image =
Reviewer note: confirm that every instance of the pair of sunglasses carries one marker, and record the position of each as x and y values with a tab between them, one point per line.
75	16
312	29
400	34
□ □ □ □ □ □ □
Instructions for the task
Type the material above out again, exactly.

Answer to this exercise
image =
Reviewer note: confirm that every instance of the pair of sunglasses carries one marker, and record the position of each as x and y values with a tab between them, one point per line.
75	16
312	29
400	34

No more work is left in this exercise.